● SELECTED EXCERPT:
A friendly PSA: If you haven’t yet ordered your free at-home Covid tests through the US Postal Service, you’ve only got a few more days to get that done.
“Ordering through this program will be suspended on Friday, September 2, because Congress hasn’t provided additional funding to replenish the nation’s stockpile of tests,” federal officials have announced on the government’s Covid test website.
Each household is eligible for 16 rapid antigen tests through the USPS website, up from four free tests when the program launched earlier this year. After September 2, it will still be possible to get the tests covered through health insurance, whether directly or with a reimbursement.
In the spring, the Biden administration hoped to receive $10 billion from Congress to continue funding the pandemic response, but a deal for the funding did not succeed. As a result, Dr. Ashish Jha, the White House’s Covid response coordinator, said earlier in August that federal officials needed to stop spending so much money on tests and instead allocate resources for new vaccine booster shots that are designed to protect against the BA.4 and BA.5 coronavirus variants circulating around the country.
Those vaccines are expected to be available in September. They are “coming very, very soon,” Jha said at an event sponsored by the US Chamber of Commerce Foundation, according to CNN. He urged people to get the shot once they’re eligible. “These are substantial upgrades in our vaccines in terms of their ability to prevent infection to prevent transmission…[A]ll the data suggests it should be highly effective against the new variants.”
According to available data, Covid cases are now falling in the United States after surging this summer, but BA.4 and BA.5 remain widespread and are highly contagious. Jha noted that hospitals could come under strain this fall and winter because the flu season will kick in alongside another potential surge in Covid cases, particularly after states have continued to relax masking restrictions. “Under normal non-pandemic times, flu really stretches our health care system,” he said. “Throwing Covid on top of that, our health care system is going to get into serious trouble unless we are very proactive about preventing it, if we do nothing and just sort of hope for the best.”

● DATA EXTRACT:
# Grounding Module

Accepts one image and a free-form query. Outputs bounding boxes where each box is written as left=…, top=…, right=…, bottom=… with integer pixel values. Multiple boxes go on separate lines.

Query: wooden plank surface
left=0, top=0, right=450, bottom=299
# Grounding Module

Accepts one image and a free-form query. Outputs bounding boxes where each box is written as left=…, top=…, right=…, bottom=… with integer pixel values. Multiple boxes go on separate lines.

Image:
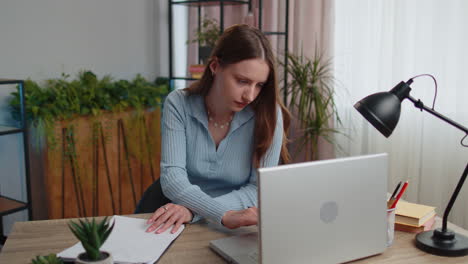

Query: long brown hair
left=187, top=25, right=291, bottom=168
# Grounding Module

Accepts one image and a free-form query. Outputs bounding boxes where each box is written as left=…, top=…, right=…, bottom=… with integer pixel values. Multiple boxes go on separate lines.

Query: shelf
left=263, top=31, right=286, bottom=36
left=0, top=78, right=23, bottom=84
left=171, top=0, right=249, bottom=6
left=0, top=125, right=24, bottom=135
left=0, top=195, right=28, bottom=216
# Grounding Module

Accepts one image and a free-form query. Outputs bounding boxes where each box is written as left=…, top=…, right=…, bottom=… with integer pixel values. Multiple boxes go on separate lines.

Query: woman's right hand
left=221, top=207, right=258, bottom=229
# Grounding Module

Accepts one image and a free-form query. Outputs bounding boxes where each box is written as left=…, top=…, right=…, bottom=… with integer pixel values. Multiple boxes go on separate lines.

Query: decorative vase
left=75, top=251, right=114, bottom=264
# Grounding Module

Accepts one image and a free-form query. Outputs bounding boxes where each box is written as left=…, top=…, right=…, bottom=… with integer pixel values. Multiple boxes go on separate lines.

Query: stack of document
left=57, top=216, right=184, bottom=263
left=395, top=201, right=436, bottom=233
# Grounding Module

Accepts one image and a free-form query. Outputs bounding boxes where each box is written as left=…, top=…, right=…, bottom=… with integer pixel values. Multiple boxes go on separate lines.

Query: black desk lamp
left=354, top=74, right=468, bottom=256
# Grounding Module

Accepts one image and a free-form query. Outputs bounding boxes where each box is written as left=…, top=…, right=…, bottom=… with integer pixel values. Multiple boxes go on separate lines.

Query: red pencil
left=390, top=181, right=408, bottom=209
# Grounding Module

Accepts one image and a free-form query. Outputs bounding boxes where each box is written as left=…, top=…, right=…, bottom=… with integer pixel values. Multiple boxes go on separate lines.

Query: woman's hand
left=146, top=203, right=193, bottom=234
left=221, top=207, right=258, bottom=229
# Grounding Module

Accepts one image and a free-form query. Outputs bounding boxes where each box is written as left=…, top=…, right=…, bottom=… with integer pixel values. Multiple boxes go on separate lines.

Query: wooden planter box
left=31, top=108, right=161, bottom=219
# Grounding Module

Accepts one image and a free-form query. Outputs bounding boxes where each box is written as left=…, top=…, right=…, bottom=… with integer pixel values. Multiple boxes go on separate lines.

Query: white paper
left=58, top=215, right=185, bottom=263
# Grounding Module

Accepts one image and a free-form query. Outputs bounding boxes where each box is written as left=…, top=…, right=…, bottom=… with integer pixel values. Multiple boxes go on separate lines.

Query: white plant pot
left=75, top=251, right=114, bottom=264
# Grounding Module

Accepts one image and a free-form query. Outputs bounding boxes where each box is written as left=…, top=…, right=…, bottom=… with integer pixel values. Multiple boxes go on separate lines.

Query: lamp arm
left=406, top=95, right=468, bottom=134
left=406, top=95, right=468, bottom=232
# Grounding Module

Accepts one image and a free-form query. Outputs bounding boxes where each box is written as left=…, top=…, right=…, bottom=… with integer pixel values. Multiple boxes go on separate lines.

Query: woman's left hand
left=146, top=203, right=193, bottom=234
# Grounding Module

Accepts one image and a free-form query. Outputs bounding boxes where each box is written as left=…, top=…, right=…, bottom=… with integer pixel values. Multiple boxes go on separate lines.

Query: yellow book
left=395, top=200, right=435, bottom=226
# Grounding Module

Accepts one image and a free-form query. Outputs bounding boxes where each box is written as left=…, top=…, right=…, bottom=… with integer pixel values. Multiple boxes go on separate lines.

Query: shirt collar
left=187, top=94, right=255, bottom=131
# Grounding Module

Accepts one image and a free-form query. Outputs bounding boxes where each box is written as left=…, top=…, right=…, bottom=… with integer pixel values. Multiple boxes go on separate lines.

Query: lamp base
left=416, top=228, right=468, bottom=257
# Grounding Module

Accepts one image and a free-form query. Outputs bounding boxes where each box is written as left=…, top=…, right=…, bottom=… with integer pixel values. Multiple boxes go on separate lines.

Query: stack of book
left=395, top=201, right=436, bottom=233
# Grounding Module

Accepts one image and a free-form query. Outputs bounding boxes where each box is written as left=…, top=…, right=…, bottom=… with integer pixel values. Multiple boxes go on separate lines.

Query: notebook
left=57, top=215, right=185, bottom=263
left=210, top=154, right=388, bottom=264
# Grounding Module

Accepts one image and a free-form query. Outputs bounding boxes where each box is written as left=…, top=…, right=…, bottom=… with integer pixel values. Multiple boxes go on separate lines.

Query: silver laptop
left=210, top=154, right=388, bottom=264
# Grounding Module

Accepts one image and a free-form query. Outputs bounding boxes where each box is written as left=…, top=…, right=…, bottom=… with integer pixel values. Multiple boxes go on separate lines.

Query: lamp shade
left=354, top=92, right=401, bottom=137
left=354, top=79, right=413, bottom=137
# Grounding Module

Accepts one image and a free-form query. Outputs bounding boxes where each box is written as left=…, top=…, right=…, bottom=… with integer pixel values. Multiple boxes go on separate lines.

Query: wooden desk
left=0, top=214, right=468, bottom=264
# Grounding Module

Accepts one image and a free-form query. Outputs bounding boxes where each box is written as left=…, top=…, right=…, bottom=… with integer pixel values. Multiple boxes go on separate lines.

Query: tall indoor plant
left=187, top=16, right=220, bottom=78
left=282, top=51, right=341, bottom=160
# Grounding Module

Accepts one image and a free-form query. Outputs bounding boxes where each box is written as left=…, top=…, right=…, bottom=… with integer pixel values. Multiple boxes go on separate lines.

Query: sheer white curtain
left=334, top=0, right=468, bottom=228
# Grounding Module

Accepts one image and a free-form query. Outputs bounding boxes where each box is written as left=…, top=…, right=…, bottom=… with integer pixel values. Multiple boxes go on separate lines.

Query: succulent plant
left=32, top=254, right=63, bottom=264
left=68, top=217, right=115, bottom=260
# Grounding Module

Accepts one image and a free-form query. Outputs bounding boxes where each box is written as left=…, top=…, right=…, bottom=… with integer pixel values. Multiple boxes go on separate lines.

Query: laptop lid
left=258, top=154, right=388, bottom=264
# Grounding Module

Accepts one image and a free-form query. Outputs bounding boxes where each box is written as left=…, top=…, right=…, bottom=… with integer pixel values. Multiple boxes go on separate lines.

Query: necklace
left=207, top=110, right=233, bottom=129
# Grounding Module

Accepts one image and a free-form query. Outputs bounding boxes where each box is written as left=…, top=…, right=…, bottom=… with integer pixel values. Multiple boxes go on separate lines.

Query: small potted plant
left=187, top=17, right=220, bottom=78
left=31, top=254, right=63, bottom=264
left=68, top=217, right=115, bottom=264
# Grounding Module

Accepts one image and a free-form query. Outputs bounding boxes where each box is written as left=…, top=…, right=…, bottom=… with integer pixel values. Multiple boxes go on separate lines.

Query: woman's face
left=210, top=58, right=270, bottom=112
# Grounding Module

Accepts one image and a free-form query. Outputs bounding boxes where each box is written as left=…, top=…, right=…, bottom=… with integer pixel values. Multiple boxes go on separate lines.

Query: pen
left=390, top=181, right=408, bottom=209
left=387, top=181, right=402, bottom=209
left=390, top=181, right=401, bottom=200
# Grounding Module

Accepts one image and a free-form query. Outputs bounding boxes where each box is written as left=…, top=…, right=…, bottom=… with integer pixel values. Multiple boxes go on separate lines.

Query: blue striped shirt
left=161, top=90, right=283, bottom=224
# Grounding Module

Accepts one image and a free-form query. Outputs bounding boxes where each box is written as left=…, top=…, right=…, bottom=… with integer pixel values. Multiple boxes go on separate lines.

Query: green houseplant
left=189, top=16, right=220, bottom=63
left=9, top=71, right=169, bottom=219
left=68, top=217, right=115, bottom=264
left=282, top=51, right=341, bottom=160
left=187, top=16, right=220, bottom=79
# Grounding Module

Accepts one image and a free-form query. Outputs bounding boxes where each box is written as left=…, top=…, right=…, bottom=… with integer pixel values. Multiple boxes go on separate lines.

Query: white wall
left=0, top=0, right=168, bottom=235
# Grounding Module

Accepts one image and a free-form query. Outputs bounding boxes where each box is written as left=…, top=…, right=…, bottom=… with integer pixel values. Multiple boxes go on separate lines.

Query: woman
left=147, top=25, right=289, bottom=233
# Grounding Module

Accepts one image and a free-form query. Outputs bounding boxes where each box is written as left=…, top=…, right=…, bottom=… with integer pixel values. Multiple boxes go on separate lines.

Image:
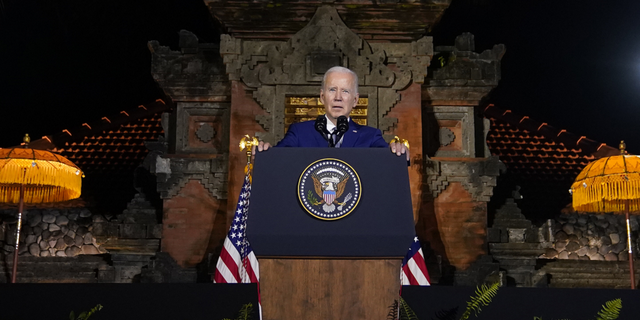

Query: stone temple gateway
left=0, top=0, right=639, bottom=287
left=150, top=2, right=505, bottom=280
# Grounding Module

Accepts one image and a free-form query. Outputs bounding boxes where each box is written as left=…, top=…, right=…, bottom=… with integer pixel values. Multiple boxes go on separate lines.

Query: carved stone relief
left=425, top=157, right=506, bottom=202
left=196, top=123, right=216, bottom=143
left=220, top=6, right=433, bottom=143
left=175, top=102, right=229, bottom=154
left=440, top=128, right=456, bottom=146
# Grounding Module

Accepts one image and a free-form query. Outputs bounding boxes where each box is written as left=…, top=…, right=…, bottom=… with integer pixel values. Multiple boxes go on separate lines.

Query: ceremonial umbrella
left=570, top=141, right=640, bottom=289
left=0, top=135, right=83, bottom=283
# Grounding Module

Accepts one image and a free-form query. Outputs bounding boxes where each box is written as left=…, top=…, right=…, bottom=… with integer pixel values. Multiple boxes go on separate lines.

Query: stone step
left=549, top=278, right=631, bottom=289
left=0, top=256, right=108, bottom=283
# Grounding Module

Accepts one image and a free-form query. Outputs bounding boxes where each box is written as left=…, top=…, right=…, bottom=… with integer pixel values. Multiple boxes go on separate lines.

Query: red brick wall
left=226, top=81, right=266, bottom=229
left=161, top=180, right=220, bottom=268
left=418, top=182, right=487, bottom=270
left=385, top=83, right=422, bottom=221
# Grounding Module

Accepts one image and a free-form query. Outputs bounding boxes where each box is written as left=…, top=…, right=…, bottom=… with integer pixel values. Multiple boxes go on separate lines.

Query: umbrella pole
left=624, top=199, right=636, bottom=289
left=11, top=183, right=24, bottom=283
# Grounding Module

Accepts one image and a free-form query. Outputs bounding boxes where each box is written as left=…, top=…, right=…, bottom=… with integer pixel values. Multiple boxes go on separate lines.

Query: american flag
left=400, top=237, right=431, bottom=286
left=213, top=171, right=260, bottom=284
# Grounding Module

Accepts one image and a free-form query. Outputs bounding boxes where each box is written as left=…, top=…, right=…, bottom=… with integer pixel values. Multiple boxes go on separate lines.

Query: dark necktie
left=329, top=128, right=338, bottom=148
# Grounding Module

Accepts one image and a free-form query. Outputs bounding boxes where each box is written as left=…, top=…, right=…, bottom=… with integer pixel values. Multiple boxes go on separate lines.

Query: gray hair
left=322, top=66, right=358, bottom=94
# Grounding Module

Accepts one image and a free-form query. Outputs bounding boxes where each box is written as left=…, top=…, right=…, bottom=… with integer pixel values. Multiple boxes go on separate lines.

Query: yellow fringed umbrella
left=570, top=141, right=640, bottom=289
left=0, top=135, right=84, bottom=283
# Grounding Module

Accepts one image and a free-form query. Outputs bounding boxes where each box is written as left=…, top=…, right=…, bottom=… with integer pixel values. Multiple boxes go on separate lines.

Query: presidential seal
left=298, top=158, right=362, bottom=220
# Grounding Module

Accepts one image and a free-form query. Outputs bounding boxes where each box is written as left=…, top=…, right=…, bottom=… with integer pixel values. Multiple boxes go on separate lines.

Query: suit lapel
left=340, top=119, right=362, bottom=148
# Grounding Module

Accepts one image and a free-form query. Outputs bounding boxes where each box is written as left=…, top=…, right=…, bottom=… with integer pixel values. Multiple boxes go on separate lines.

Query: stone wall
left=0, top=208, right=107, bottom=257
left=540, top=213, right=639, bottom=261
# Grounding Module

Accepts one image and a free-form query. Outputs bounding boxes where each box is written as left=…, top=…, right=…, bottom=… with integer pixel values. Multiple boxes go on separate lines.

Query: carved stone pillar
left=149, top=30, right=231, bottom=268
left=417, top=33, right=504, bottom=270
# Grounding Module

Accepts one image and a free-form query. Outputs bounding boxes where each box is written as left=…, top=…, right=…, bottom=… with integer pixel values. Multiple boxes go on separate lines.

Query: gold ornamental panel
left=284, top=97, right=369, bottom=131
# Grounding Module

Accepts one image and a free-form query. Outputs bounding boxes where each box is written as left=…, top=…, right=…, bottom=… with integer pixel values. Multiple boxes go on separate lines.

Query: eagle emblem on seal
left=298, top=159, right=362, bottom=220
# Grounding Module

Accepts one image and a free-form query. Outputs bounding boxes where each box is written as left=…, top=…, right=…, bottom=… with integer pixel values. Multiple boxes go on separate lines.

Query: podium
left=247, top=148, right=415, bottom=320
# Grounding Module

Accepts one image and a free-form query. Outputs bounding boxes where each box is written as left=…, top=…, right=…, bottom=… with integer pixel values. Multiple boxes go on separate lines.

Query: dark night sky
left=0, top=0, right=640, bottom=153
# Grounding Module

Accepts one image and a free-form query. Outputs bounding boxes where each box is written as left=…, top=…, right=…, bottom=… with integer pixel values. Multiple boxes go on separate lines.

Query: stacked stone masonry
left=540, top=213, right=639, bottom=261
left=0, top=208, right=107, bottom=257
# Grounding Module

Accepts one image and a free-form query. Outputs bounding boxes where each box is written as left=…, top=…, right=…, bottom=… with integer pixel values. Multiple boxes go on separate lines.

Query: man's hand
left=251, top=141, right=271, bottom=156
left=389, top=142, right=411, bottom=161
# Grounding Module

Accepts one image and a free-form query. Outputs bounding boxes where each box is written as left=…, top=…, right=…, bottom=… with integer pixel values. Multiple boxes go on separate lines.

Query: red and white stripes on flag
left=400, top=237, right=431, bottom=286
left=213, top=173, right=262, bottom=318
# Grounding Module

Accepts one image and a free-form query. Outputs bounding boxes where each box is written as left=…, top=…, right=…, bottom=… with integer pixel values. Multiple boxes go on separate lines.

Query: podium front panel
left=247, top=148, right=415, bottom=257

● HOW TO COMPLETE THIS TASK:
Please return the part of the Covid test article above, copied word for word, starting at the words "A friendly PSA: If" and stopping after "get that done.".

● SOLVED PROBLEM:
A friendly PSA: If you haven’t yet ordered your free at-home Covid tests through the US Postal Service, you’ve only got a few more days to get that done.